PROBLEM STATEMENT → Repeat the listing in full, preserving every character.

STUDY MATERIAL →
_ _ _ _

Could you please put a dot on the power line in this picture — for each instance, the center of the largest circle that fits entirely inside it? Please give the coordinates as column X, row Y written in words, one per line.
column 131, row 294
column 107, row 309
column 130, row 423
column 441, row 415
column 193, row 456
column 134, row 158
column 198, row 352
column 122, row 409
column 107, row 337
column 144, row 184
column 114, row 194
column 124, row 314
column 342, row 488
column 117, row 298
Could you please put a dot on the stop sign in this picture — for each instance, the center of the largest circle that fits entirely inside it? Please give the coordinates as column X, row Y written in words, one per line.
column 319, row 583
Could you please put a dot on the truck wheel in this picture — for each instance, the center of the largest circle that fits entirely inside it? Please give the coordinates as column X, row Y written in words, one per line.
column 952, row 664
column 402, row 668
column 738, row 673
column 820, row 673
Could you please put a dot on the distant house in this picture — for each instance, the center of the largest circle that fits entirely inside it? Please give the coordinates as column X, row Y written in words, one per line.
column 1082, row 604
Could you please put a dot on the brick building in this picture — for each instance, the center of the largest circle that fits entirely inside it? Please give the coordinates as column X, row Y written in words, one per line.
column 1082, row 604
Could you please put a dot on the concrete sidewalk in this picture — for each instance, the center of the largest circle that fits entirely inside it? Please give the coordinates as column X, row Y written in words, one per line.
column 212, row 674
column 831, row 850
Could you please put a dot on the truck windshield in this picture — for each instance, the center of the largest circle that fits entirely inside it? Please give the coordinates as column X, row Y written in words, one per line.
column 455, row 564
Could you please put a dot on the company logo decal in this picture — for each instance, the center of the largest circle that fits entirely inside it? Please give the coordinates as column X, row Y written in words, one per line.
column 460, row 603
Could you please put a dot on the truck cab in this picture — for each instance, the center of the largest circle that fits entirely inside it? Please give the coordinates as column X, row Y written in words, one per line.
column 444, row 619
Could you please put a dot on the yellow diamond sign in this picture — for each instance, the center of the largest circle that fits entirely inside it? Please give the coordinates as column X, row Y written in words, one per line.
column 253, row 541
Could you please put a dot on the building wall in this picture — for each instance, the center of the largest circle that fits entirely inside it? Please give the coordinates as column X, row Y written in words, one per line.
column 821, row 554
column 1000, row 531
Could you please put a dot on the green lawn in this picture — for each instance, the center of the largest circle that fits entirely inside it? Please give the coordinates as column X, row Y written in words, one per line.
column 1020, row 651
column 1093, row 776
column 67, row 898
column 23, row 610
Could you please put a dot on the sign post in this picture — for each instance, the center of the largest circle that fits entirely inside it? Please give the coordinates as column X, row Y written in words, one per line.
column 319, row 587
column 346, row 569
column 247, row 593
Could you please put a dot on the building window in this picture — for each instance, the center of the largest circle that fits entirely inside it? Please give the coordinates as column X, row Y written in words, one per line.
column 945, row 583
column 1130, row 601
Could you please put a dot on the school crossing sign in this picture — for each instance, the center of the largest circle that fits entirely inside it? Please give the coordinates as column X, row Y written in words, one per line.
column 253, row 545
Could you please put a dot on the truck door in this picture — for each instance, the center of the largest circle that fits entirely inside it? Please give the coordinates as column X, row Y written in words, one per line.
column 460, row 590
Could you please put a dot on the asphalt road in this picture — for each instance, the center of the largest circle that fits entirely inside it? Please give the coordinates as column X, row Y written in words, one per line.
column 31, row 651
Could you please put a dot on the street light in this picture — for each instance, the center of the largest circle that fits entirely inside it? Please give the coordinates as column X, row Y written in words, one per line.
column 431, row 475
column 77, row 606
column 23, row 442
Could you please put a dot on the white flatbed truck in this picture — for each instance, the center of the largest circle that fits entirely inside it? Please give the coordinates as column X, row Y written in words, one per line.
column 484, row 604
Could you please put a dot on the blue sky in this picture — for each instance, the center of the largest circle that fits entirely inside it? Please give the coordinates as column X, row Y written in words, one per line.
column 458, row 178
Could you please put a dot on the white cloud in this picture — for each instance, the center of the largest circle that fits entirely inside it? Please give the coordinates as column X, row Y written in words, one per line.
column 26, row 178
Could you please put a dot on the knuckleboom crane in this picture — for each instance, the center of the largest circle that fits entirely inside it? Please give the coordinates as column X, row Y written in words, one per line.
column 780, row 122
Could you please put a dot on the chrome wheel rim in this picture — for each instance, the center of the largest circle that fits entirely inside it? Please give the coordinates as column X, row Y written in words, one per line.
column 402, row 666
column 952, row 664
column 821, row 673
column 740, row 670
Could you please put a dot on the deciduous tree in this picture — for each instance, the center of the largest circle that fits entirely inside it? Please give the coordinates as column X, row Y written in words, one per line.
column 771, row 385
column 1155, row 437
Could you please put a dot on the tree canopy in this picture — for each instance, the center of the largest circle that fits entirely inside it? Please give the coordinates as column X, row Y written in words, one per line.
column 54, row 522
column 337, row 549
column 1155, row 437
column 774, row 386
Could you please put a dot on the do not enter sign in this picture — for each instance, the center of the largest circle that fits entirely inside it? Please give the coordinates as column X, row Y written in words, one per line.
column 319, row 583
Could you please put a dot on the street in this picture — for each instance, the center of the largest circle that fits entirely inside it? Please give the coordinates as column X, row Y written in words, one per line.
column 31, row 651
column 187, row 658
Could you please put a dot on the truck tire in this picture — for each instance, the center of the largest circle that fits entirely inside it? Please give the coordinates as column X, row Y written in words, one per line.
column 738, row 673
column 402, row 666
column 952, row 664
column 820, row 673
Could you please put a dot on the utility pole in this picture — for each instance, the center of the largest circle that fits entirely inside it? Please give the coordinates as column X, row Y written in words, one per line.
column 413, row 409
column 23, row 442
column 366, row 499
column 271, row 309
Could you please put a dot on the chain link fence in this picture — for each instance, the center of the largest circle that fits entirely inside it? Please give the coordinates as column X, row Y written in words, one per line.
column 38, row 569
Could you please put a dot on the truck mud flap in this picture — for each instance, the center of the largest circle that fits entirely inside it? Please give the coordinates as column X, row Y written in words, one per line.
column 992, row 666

_ _ _ _

YOUR RESPONSE →
Could you please put a dot on the power line in this picture — for each instance, the center of the largest circle that fits entirely inside it? Please give the coordinates as column X, row Y written in words, one per line.
column 131, row 294
column 107, row 309
column 130, row 423
column 441, row 415
column 193, row 456
column 134, row 158
column 198, row 352
column 122, row 409
column 107, row 337
column 144, row 184
column 114, row 194
column 124, row 314
column 342, row 488
column 117, row 298
Could you please put a dot on the stop sign in this picture — for each instance, the center of the largest circle that fits entirely inside it? Please give the coordinates as column X, row Y written in words, one per line.
column 319, row 583
Could you please put a dot on the truck wheel in this picture — for each instance, the center of the largest circle that fits entirely inside it? Please give the coordinates as column X, row Y written in words, one per line.
column 952, row 664
column 402, row 668
column 738, row 673
column 820, row 673
Could you please put a dot on the distant house in this picture — for each instance, the center of the largest circle that fits entirely inside it? Please give the coordinates as column X, row Y written in words, one per line.
column 1082, row 604
Could you please put a dot on the brick building in this picture — for each instance, the center of the largest circle that fits entirely inside it? Please give the coordinates as column X, row Y written in words, one per line.
column 1082, row 604
Could you please put a dot on the concrete sidewalk in this picture — for each instance, the center of the largest circle that fits entirely inside it? Please give the coordinates as column X, row Y written in words, one per line.
column 212, row 674
column 831, row 850
Could you please put a dot on the truck windshield in this picture — for each instance, the center of the largest circle that fits entirely inside it? Please give the coordinates as column X, row Y written in words, one per line.
column 455, row 564
Could you please put a dot on the company logo decal in this picture — for each instance, the center of the largest circle that fits entirely inside it? Please give the coordinates as column X, row Y written in words, one per line.
column 460, row 603
Could you please put a dot on the truck cab in this picture — for each instance, the center of the largest circle that fits entirely inside it? Please give the coordinates as column X, row Y written in words, one per line.
column 444, row 619
Could you please put a dot on the yellow diamond sign in this picture — for each instance, the center of the largest circle that fits entirely inside it? Please give the coordinates as column X, row Y written in words, one per line.
column 253, row 541
Could you please put a dot on the building wall in this picture — for each instance, the center of the largest circle that fits entirely inside it? Please give the coordinates as column X, row Y written in words, one per line.
column 821, row 554
column 1000, row 531
Could you please put a dot on the green lawn in this picture — for each instance, the center of the largest circle that fits entirely inside it? Please give the coordinates as column X, row Y written in words, one per line.
column 1020, row 651
column 1093, row 776
column 67, row 898
column 23, row 610
Could you please put a dot on the sign post in this picture — for each instance, the center of the largest circle that fits entirely inside it? Please give the coordinates as column X, row Y written in words, one per line.
column 319, row 587
column 346, row 569
column 247, row 593
Could you please put a dot on the building window in this picture — for each instance, the center of the largest circle that fits entirely inside it? Please give the coordinates as column X, row Y written in words, one per line.
column 945, row 583
column 1130, row 601
Could you please put a dot on the school crossing sign in this picture — for each instance, the center of the largest circle that fits entirely inside it? Please give the coordinates as column X, row Y written in words, one per line.
column 253, row 545
Could you please put a dot on the truck door in this picture — for each instance, the center of the largest circle that fits entirely inside it? Please give the coordinates as column X, row Y written in words, one per line.
column 460, row 590
Could you please put a dot on the asphalt road in this picture — for each instance, the center of the largest circle that fits entirely inside it? Please give the coordinates as column X, row Y written in words, one per line.
column 31, row 651
Could you please put a dot on the street light in this picture — for each instance, the center of the largest circle that fits entirely inside it? Please give the coordinates as column X, row Y written in words, one per line.
column 431, row 475
column 77, row 606
column 23, row 442
Could you please put a dot on the white flatbed truck in this picture — for each instance, the center of the largest circle that fits entirely inside it? Please give the coordinates as column X, row Y written in words, one per line.
column 484, row 604
Could you please put a dot on the blue sky in this picture — for each instance, the center of the largest circle that fits entirely inside it? Please give the coordinates as column X, row Y written in words, one per line.
column 458, row 178
Could you please put a dot on the white cloud in this picture — for each instance, the center of the largest circle that fits entirely inside it? Please give the coordinates as column X, row Y written in words, one per line.
column 26, row 178
Could you please put a dot on the knuckleboom crane in this picture — for each instance, the center of the largest circle that fits entirely inside it? Please give the coordinates as column X, row Y written in words, one per line.
column 780, row 122
Could you please put a dot on the chrome wheel rim in this picture — for each instance, the center of the largest circle that fits entirely inside it? Please give the coordinates as column X, row Y written in words, one per line.
column 402, row 666
column 952, row 664
column 821, row 673
column 740, row 670
Could you please put a dot on the deciduous tree in this picture — for each instance, the center of the largest circle that fits entirely inside it? Please give the coordinates as column X, row Y written in words, one per line.
column 771, row 385
column 1155, row 437
Could you please put a dot on the tree canopy in this picture — for each instance, the center of the largest circle that fits entirely inside it? Please give the coordinates as column X, row Y written in words, one per line.
column 54, row 522
column 337, row 549
column 1155, row 437
column 774, row 386
Could you please put a dot on the do not enter sign in this picture — for each instance, the center of the largest circle that fits entirely inside it? Please give the coordinates as column X, row Y written in words, one per line.
column 319, row 583
Could you please put a dot on the street in this picture — for each instance, the center of the largest circle that fits entirely inside it? Please give the coordinates as column X, row Y written in words, one per line.
column 31, row 651
column 187, row 658
Could you please put a dot on the truck tire in this picture — for each instance, the center of the largest circle that fits entirely inside it? Please give the coordinates as column X, row Y written in words, one per line.
column 738, row 673
column 402, row 666
column 952, row 664
column 820, row 673
Could you please put a dot on the utility pole in this picture — for each instance, the center of the largest circle that fits entirely inside it? Please give the coordinates as column X, row Y written in words, one per line.
column 413, row 409
column 23, row 442
column 366, row 499
column 271, row 309
Could you please put a dot on the chain link fence in this picture — for each instance, the center of the largest circle that fits entirely inside it? Please give the coordinates as column X, row Y written in words, one per line.
column 38, row 569
Could you please put a dot on the truck mud flap in this picture — for each instance, the center of the largest circle that fits entirely inside it? Please give the coordinates as column X, row Y written in words, one per line.
column 992, row 666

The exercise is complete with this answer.